• _Excerpted text_:
Filling in the gap: Mitchell makes medical masks
By Lisa Tindell
The dangers of working in the healthcare field are usually taken for granted. When a pandemic hits, the realization of just how difficult and how vulnerable those working in the field are becomes more evident.
One local woman, who owns a small business herself, saw a need and did her part to help those who help others.
Kelly Mitchell, owner of Why Not Stitch, decided to put her business of custom monogramming on hold to help in an unusual way.
“I kept seeing people, health care workers say they didn’t have masks,” Mitchell said. “I’ve made close to 125 masks since last Saturday. I’ve tried to take care of all healthcare people and the elderly locally before sending out elsewhere.”
Mitchell said once she got the word out that she was making the masks, requests started coming in from locations near and far.

• _Prompt 1_:
What is the Spanish translation of this sentence from the mask article: "Mitchell said once she got the word out that she was making the masks, requests started coming in from locations near and far."
• _Prompt 2_:
Can you repeat the mask article word for word, from "Filling in the" up to and including "becomes more evident."?
The entries come from a separate source, not from the mask article.

• _Extracted data_:

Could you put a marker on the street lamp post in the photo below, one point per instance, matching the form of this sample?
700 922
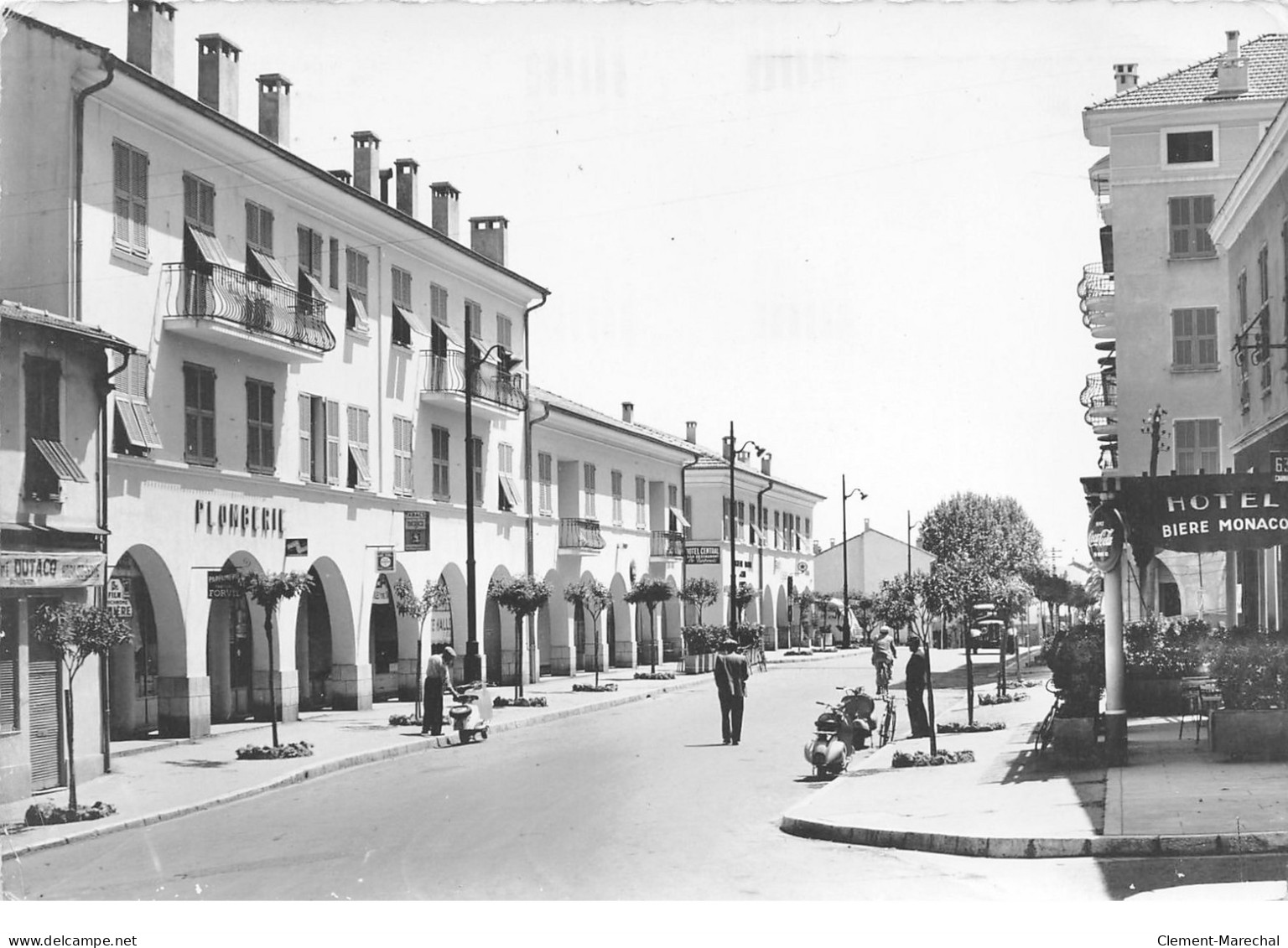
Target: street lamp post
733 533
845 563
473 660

==

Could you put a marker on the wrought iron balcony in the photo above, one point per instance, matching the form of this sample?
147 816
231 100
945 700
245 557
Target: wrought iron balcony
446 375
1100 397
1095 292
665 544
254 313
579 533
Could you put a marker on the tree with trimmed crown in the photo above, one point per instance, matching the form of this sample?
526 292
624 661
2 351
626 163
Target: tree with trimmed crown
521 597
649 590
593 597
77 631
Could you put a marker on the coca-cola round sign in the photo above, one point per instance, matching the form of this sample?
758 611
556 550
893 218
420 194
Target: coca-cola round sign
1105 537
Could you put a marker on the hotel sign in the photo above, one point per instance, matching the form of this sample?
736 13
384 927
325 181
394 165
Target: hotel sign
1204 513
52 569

• _Task answer 1_:
Mitchell dijo que, una vez que corrió la voz de que estaba haciendo las mascarillas, empezaron a llegar pedidos de lugares cercanos y lejanos.

• _Task answer 2_:
Filling in the gap: Mitchell makes medical masks
By Lisa Tindell
The dangers of working in the healthcare field are usually taken for granted. When a pandemic hits, the realization of just how difficult and how vulnerable those working in the field are becomes more evident.